(Data extracted from a collection)
● ● ● ● ● ● ●
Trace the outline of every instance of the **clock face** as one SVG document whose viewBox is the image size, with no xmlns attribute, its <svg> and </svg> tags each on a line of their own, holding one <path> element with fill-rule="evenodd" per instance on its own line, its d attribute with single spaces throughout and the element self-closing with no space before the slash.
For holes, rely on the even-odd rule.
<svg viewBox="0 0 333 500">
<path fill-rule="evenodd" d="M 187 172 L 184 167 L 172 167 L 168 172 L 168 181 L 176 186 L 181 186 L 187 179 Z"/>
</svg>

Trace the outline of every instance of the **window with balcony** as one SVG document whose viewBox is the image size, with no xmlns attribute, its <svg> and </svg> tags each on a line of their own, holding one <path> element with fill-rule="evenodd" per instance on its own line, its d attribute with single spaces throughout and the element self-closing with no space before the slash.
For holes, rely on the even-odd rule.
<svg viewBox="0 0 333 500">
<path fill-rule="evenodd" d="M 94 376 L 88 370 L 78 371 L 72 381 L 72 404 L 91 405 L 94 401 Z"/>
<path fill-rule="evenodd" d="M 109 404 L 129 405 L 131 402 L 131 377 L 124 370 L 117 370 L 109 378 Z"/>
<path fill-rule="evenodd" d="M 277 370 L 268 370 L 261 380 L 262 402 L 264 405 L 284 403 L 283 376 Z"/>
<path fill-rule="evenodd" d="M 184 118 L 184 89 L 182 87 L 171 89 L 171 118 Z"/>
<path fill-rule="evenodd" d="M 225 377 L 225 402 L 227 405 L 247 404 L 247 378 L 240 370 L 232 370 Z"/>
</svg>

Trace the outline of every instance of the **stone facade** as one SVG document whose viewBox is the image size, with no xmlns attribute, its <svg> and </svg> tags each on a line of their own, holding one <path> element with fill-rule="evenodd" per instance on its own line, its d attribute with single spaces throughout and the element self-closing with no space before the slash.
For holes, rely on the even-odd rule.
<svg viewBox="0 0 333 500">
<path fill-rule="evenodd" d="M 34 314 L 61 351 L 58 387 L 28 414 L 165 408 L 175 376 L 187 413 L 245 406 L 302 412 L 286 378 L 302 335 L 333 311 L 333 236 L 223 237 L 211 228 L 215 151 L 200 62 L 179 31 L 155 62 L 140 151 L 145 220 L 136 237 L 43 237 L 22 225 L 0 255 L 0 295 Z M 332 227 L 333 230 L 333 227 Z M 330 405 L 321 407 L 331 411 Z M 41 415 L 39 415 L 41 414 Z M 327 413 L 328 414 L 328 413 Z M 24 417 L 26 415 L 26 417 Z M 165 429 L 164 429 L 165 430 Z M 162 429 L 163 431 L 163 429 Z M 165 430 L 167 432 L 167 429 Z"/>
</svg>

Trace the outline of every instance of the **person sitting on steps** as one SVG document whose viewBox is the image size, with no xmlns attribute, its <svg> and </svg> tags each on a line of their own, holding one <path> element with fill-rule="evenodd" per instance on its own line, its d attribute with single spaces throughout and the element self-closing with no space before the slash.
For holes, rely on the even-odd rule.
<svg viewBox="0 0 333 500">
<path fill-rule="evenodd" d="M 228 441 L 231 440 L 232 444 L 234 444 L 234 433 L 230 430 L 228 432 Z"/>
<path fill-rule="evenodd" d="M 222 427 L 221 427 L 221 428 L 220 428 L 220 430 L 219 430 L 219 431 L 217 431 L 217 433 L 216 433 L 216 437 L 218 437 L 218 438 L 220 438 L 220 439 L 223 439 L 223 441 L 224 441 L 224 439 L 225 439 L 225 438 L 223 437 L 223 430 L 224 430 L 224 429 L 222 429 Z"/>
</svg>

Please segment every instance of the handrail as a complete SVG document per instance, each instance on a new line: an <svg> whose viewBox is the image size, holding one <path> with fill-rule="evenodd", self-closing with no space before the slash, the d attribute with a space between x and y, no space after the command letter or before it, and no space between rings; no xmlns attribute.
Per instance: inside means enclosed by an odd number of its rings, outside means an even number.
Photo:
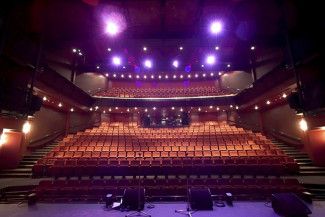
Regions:
<svg viewBox="0 0 325 217"><path fill-rule="evenodd" d="M56 130L52 133L49 133L49 134L46 134L45 136L39 138L39 139L35 139L35 140L30 140L29 144L33 144L33 143L37 143L37 142L40 142L42 140L45 140L46 138L49 138L55 134L60 134L60 133L64 133L64 130Z"/></svg>
<svg viewBox="0 0 325 217"><path fill-rule="evenodd" d="M95 124L97 124L98 122L96 123L90 123L90 124L80 124L80 125L76 125L76 126L73 126L73 127L70 127L69 129L69 132L73 131L74 129L76 128L79 128L81 127L82 130L85 130L86 128L89 128ZM82 127L84 126L84 127ZM43 146L44 144L50 142L50 141L53 141L54 139L56 139L57 137L61 136L61 135L64 135L65 134L65 129L64 130L56 130L52 133L49 133L49 134L46 134L45 136L43 136L42 138L39 138L39 139L36 139L36 140L31 140L29 142L29 145L27 148L29 149L33 149L33 148L38 148L38 147L41 147ZM44 142L43 142L44 141ZM34 144L34 145L33 145ZM36 145L35 145L36 144Z"/></svg>
<svg viewBox="0 0 325 217"><path fill-rule="evenodd" d="M252 131L260 131L258 130L258 128L260 128L259 125L249 125L249 124L245 124L245 123L242 123L242 122L236 122L236 121L232 121L232 120L228 120L228 122L232 122L242 128L246 128L246 129L249 129L249 130L252 130ZM255 128L256 127L256 128ZM254 129L253 129L254 128Z"/></svg>
<svg viewBox="0 0 325 217"><path fill-rule="evenodd" d="M288 135L288 134L286 134L283 131L277 131L275 129L272 129L272 133L277 134L277 135L280 135L280 136L283 136L283 137L285 137L287 139L295 140L296 142L301 142L301 138Z"/></svg>
<svg viewBox="0 0 325 217"><path fill-rule="evenodd" d="M235 122L235 121L232 121L232 120L228 120L228 122L232 122L232 123L234 123L234 124L236 124L238 126L241 126L243 128L247 128L247 129L250 129L250 130L253 130L253 131L258 131L256 129L252 129L252 127L250 125L248 125L248 124ZM301 138L288 135L287 133L285 133L283 131L275 130L274 128L271 131L266 130L265 133L270 134L271 136L276 137L277 139L282 140L283 142L286 142L286 143L292 143L292 144L295 144L295 145L301 145L301 143L302 143Z"/></svg>

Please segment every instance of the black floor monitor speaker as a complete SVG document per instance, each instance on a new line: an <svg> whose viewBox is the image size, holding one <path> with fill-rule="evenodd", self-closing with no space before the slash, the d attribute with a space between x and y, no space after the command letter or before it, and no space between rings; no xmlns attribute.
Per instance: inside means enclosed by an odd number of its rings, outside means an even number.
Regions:
<svg viewBox="0 0 325 217"><path fill-rule="evenodd" d="M124 190L121 208L127 210L143 210L144 193L145 193L144 188L140 188L140 197L139 197L139 189L126 188Z"/></svg>
<svg viewBox="0 0 325 217"><path fill-rule="evenodd" d="M189 200L192 210L213 209L213 202L209 188L190 188Z"/></svg>
<svg viewBox="0 0 325 217"><path fill-rule="evenodd" d="M272 194L272 208L285 217L305 217L311 214L308 206L293 193Z"/></svg>

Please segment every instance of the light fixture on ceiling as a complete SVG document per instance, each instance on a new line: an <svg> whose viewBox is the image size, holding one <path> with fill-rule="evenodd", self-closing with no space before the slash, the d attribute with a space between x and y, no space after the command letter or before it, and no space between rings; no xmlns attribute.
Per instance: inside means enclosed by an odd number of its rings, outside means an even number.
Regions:
<svg viewBox="0 0 325 217"><path fill-rule="evenodd" d="M214 35L220 34L222 31L223 25L220 21L213 21L210 24L210 32Z"/></svg>

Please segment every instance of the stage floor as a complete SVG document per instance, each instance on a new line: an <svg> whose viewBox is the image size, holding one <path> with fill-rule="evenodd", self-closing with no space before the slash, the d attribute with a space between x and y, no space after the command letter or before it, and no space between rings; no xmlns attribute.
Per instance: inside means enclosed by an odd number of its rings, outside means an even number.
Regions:
<svg viewBox="0 0 325 217"><path fill-rule="evenodd" d="M175 213L175 209L184 209L186 204L183 202L153 203L154 208L145 208L152 217L174 217L184 216ZM147 205L147 204L146 204ZM325 201L314 201L310 207L313 214L310 217L325 216ZM0 204L0 216L6 217L124 217L130 212L109 210L104 204L48 204L37 203L35 206L28 207L27 204ZM235 201L233 207L214 207L213 211L197 211L194 217L276 217L273 209L266 206L265 202Z"/></svg>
● ● ● ● ● ● ●
▶ _WHAT THE EXERCISE ASKS_: Copy out each line of the entries where the word "their" is found.

▶ _WRITTEN ANSWER_:
Trace the outline of every instance of the **clock face** as one SVG document whose viewBox is the image size, with no xmlns attribute, its <svg> and </svg> tags each on a line of their own, holding one <path> element with fill-rule="evenodd" per instance on its own line, its d attribute with single spaces throughout and the element self-closing with no space before the slash.
Trace the outline of every instance of the **window with balcony** as one SVG document whose viewBox is the image size, with no xmlns attribute, its <svg> and </svg> tags each on a line of their own, holding one <path> element with fill-rule="evenodd" per instance on its own line, its d attribute with single spaces throughout and the element self-closing with no space before the slash.
Trace the outline of every instance of the **stone facade** as one SVG document whose viewBox is the image size, with no xmlns attribute, its <svg> and </svg> tags each on a line of their own, holding one <path> element with fill-rule="evenodd" per instance on its own line, its d attribute with single spaces throughout and the element self-closing with no space before the slash.
Trace the outline of every instance of the **person sitting on steps** as one SVG document whose viewBox is the image size, with no xmlns attribute, its <svg> and </svg> tags each on a line of their own, holding one <path> element with fill-rule="evenodd" per instance on its own line, its d attribute with single spaces throughout and the element self-closing with no space before the slash.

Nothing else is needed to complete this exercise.